Texte présenté →

◇ ◇ ◇ ◇

Sur le mur du local qui domine les tribunes et la pelouse, un nombre impressionnant d’écrans diffuse les images enregistrées par les caméras de sécurité. Au centre, quatre hommes sont en train de se faire sortir manu militari de leur tribune. Accompagnés par des spotters et des stewards jusqu’à l’entrée du stade, ils vont apprendre à connaître le commissaire bruxellois.

“Alors, qu’est-ce qui s’est passé ? Quoi, vous dites que vous n’avez rien fait ? Et vous venez d’où comme ça ? D’Amsterdam, c’est bien ça.” Entre l’entretien et l’interrogatoire, l’échange se fait plus incisif. “Bon, vous allez me donner vos cartes d’identité et je vais faire une photo de vous avant que la police ne vous emmène au commissariat.” A peine quelques minutes plus tard, tout le monde rentre dans le combi.

◇ ◇ ◇ ◇

Consigne 1 → Quels lieux situés dans le stade le récit sur la sécurité au stade mentionne-t-il ?
Consigne 2 → Poursuivez le récit sur la sécurité au stade à partir de sa dernière phrase.

Entrées d'un jeu de données de pointage:
◇ ◇ ◇ ◇

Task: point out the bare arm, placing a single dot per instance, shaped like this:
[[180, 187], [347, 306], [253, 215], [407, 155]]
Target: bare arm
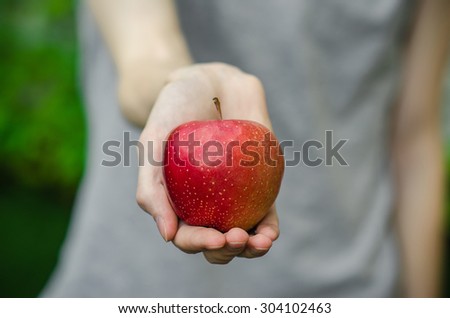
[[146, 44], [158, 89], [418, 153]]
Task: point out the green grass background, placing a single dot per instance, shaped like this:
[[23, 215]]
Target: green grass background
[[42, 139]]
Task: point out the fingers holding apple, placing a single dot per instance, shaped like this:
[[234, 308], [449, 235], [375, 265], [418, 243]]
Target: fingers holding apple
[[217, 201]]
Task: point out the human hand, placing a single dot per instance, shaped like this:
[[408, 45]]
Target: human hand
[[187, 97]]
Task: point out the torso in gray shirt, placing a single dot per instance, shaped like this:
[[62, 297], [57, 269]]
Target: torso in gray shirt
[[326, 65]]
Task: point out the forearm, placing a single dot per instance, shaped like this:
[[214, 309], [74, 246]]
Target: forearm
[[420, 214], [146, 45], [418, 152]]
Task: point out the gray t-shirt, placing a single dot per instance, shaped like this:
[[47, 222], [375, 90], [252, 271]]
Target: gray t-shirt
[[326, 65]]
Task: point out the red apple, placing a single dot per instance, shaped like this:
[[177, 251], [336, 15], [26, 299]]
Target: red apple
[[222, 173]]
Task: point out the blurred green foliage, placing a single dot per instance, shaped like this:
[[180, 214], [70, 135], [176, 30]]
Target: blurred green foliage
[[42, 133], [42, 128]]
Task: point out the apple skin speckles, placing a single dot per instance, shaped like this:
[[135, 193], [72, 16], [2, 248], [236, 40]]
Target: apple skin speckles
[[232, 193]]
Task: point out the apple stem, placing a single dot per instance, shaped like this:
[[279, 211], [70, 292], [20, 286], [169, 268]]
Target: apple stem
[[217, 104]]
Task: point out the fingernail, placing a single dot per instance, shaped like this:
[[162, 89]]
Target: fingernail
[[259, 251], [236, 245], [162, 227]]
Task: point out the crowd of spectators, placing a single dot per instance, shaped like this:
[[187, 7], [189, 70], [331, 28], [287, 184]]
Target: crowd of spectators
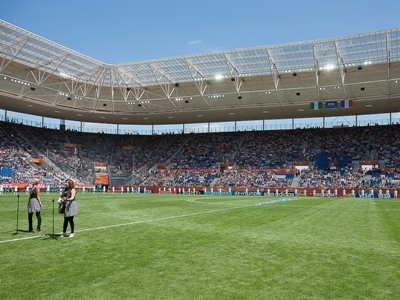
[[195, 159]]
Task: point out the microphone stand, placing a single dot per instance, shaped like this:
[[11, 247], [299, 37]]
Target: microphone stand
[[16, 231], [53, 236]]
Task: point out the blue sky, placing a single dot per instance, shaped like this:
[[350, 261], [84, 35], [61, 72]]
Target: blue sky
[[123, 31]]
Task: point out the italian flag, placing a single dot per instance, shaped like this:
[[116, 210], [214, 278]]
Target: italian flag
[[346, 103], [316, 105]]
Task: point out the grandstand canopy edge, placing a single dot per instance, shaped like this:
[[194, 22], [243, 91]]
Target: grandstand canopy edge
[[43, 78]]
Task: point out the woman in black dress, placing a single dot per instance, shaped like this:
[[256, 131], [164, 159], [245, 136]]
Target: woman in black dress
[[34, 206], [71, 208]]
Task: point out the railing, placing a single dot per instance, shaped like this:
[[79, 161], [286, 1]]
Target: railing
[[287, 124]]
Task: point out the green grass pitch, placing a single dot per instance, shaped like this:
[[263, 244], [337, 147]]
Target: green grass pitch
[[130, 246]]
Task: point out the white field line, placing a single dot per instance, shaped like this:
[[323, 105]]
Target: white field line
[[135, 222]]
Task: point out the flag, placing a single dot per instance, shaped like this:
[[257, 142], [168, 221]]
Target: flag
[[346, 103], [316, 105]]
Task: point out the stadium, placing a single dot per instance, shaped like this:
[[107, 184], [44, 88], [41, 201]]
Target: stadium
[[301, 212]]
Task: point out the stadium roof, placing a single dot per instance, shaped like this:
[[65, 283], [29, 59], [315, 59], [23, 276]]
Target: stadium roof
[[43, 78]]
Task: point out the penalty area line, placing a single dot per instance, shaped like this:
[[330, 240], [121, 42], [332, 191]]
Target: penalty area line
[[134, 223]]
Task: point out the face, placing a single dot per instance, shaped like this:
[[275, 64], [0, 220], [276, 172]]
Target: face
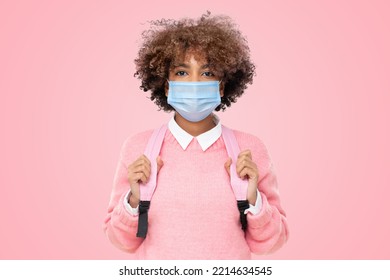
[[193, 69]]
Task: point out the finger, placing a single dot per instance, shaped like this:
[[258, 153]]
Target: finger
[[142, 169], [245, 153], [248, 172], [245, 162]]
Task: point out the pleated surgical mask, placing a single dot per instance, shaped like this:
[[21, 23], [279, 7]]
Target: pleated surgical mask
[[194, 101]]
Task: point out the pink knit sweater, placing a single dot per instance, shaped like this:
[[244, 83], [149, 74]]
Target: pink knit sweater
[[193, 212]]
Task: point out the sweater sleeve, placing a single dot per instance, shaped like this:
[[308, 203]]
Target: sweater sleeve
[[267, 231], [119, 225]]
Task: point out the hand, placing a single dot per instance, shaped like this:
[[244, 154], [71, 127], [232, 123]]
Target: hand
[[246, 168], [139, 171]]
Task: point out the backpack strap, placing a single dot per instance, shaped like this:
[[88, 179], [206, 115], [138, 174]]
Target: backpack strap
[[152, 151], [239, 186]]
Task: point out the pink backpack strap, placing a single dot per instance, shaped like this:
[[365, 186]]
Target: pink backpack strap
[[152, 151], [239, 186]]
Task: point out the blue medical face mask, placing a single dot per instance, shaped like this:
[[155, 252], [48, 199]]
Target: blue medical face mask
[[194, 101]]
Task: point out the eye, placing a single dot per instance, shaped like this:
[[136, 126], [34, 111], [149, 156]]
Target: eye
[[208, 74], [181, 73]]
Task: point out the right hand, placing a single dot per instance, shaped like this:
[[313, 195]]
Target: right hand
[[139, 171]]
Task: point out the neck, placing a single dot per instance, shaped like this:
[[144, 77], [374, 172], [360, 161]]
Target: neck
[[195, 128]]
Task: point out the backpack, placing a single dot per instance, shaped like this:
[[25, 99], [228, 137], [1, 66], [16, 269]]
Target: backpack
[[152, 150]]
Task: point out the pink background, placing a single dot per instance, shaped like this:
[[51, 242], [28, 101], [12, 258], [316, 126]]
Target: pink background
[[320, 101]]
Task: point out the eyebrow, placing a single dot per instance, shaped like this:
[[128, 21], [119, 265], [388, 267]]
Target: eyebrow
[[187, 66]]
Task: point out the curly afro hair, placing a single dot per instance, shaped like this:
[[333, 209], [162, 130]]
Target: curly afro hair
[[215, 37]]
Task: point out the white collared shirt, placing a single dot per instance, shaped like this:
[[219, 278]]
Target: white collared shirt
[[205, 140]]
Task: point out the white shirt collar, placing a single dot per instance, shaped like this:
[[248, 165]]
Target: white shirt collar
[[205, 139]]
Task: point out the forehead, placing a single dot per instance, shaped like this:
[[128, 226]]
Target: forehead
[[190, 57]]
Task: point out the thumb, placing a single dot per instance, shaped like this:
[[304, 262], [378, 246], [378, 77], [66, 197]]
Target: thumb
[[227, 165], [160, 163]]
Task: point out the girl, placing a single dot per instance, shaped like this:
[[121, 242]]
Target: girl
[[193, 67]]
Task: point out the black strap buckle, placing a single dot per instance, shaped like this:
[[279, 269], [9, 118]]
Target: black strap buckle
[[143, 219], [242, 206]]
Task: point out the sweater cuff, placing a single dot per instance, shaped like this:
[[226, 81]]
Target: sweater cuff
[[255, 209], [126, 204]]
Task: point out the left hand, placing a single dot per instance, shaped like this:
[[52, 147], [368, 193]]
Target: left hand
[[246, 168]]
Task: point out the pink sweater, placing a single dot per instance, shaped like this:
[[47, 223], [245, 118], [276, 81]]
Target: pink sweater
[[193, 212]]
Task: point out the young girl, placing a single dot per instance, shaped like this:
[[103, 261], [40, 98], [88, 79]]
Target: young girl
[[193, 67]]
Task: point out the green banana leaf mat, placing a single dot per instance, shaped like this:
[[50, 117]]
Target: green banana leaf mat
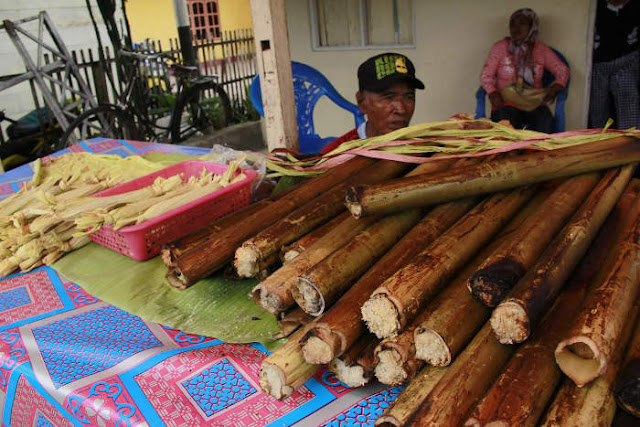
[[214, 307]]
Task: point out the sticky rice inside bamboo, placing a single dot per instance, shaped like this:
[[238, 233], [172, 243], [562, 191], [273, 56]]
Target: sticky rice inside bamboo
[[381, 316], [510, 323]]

◇ ◇ ◇ ◇

Réponse 1 → le local, les tribunes, la pelouse, l'entrée du stade

Réponse 2 →
“Ce sont bel et bien les gars qu’on avait vus tout à l’heure, assure l’inspecteur. D’après ce qu’on m’a dit dans l’oreillette, les policiers ont trouvé des stupéfiants sur eux ainsi qu’une arme prohibée.”

Le match vient de se terminer. Anderlecht et le Standard n’ont pas réussi à se départager. Ce qui tape sur les nerfs de quelques-uns. “Les cars des Liégeois sont repartis sans problème, mais notre journée n’est pas finie.” La preuve, cinq minutes plus tard, une bagarre éclate entre supporters mauves.

“Il m’a craché dessus. Je lui en ai donc collé une, c’est tout, se défend un jeune homme devant ses amis, quelques spotters et plusieurs stewards. Tu n’aurais pas fait la même chose, toi ?” A nouveau, le commissaire note l’identité de chacun et prend quelques photos. “Mais je suis certain que vous avez déjà un album photos de moi dans votre bureau”, lâche un des fans avant de repartir “boire un dernier verre”.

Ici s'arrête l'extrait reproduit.